(Point localization data)
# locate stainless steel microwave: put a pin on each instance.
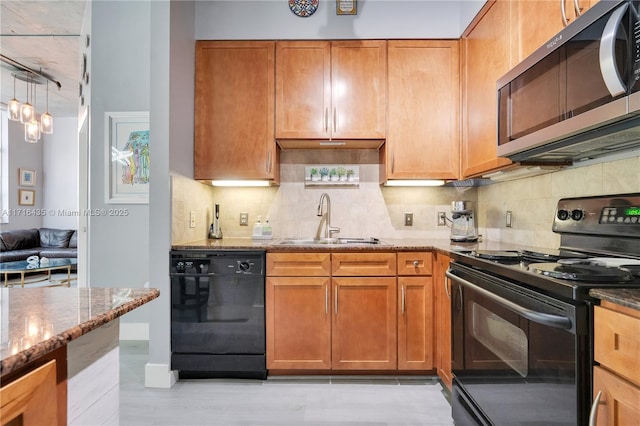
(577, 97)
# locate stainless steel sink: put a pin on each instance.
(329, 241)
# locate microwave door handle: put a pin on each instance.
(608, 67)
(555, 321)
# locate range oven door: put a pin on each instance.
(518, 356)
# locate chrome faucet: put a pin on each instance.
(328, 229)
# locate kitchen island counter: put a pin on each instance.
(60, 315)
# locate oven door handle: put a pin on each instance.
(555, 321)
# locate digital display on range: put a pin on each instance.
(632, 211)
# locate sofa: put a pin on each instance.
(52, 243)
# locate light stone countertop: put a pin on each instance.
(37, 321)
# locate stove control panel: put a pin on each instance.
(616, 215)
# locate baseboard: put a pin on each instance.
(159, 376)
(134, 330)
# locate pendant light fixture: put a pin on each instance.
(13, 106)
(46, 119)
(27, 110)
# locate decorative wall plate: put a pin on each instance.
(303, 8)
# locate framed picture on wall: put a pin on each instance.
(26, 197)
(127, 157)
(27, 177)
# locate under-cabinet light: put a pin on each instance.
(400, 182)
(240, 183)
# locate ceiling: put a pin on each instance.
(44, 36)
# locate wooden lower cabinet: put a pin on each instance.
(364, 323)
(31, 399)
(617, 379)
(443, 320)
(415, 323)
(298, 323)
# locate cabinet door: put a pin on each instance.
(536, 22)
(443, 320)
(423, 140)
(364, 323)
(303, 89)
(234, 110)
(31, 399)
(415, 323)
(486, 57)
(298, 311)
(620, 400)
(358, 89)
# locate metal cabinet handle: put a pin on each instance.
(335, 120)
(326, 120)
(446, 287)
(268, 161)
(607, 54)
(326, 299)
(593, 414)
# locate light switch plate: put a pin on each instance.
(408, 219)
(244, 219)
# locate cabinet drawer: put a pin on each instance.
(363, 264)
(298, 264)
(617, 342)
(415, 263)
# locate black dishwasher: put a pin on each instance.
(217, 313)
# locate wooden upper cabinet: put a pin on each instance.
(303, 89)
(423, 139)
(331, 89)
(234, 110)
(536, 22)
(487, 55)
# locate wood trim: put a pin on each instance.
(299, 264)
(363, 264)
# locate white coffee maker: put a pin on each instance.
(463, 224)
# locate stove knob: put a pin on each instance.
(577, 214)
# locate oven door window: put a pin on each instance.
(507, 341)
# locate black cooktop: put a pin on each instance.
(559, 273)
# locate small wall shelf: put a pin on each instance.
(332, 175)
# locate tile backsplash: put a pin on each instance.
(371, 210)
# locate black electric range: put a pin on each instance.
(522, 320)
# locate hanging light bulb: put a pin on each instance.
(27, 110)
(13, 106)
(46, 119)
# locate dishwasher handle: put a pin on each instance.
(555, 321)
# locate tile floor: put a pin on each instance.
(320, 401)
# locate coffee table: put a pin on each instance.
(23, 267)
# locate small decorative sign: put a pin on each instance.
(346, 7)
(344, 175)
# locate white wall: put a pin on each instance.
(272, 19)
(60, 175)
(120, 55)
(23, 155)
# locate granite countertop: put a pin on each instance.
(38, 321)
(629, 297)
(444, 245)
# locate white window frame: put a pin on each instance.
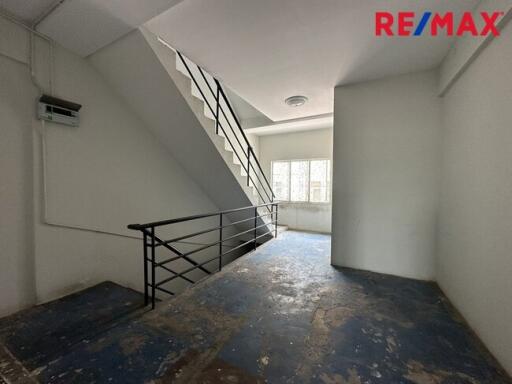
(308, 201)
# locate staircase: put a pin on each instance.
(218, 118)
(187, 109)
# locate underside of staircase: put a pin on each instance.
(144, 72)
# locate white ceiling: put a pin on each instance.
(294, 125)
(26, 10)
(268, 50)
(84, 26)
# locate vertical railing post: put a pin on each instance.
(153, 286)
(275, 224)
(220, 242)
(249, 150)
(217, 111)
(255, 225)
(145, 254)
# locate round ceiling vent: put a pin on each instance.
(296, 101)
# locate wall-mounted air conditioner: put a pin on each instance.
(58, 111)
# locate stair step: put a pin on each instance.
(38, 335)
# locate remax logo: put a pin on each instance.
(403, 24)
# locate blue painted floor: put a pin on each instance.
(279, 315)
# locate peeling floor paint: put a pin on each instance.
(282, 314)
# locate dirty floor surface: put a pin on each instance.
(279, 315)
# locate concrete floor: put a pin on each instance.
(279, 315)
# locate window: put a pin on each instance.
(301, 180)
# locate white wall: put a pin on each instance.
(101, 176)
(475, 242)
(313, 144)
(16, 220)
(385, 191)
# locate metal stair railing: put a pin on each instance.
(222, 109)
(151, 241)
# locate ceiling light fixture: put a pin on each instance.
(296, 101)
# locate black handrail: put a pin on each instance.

Work required - From the line with "# locate white window" to the final line of the entries above, reproduce each line exactly and nothing else; the pictures stay out.

Response area -
# locate white window frame: put a pin on each instance.
(308, 201)
# locate staircase: put a pin on each instance.
(218, 118)
(187, 109)
# locate underside of staircase: put a pin on each instance.
(144, 72)
# locate white ceiling: put a pin on each instance.
(294, 125)
(26, 10)
(268, 50)
(84, 26)
# locate vertical railing post: put a pin on each instance.
(153, 286)
(275, 224)
(220, 242)
(249, 150)
(217, 111)
(255, 225)
(145, 254)
# locate round ceiling vent: put a pin on each instance.
(296, 101)
# locate wall-mounted air conditioner: put a pin on each instance.
(58, 111)
# locate stair step: put a pin on each instance.
(38, 335)
# locate remax logo: put a pin on each instance.
(403, 24)
# locate blue painted floor: put a pin on each instance.
(279, 315)
# locate peeling floor paint: put a pin on each instance.
(282, 314)
# locate dirty floor surface: put a pin on each instance.
(279, 315)
# locate concrete floor: put a pin on each instance.
(279, 315)
# locate window: put a pin on each instance.
(301, 180)
# locate white wall: put a pin on each instance.
(101, 176)
(475, 242)
(313, 144)
(16, 220)
(385, 191)
# locate metal stair railing: put a pin on each instance.
(222, 109)
(151, 241)
# locate ceiling light fixture: put a pin on each instance.
(296, 101)
# locate black handrail: put a pin on each instance.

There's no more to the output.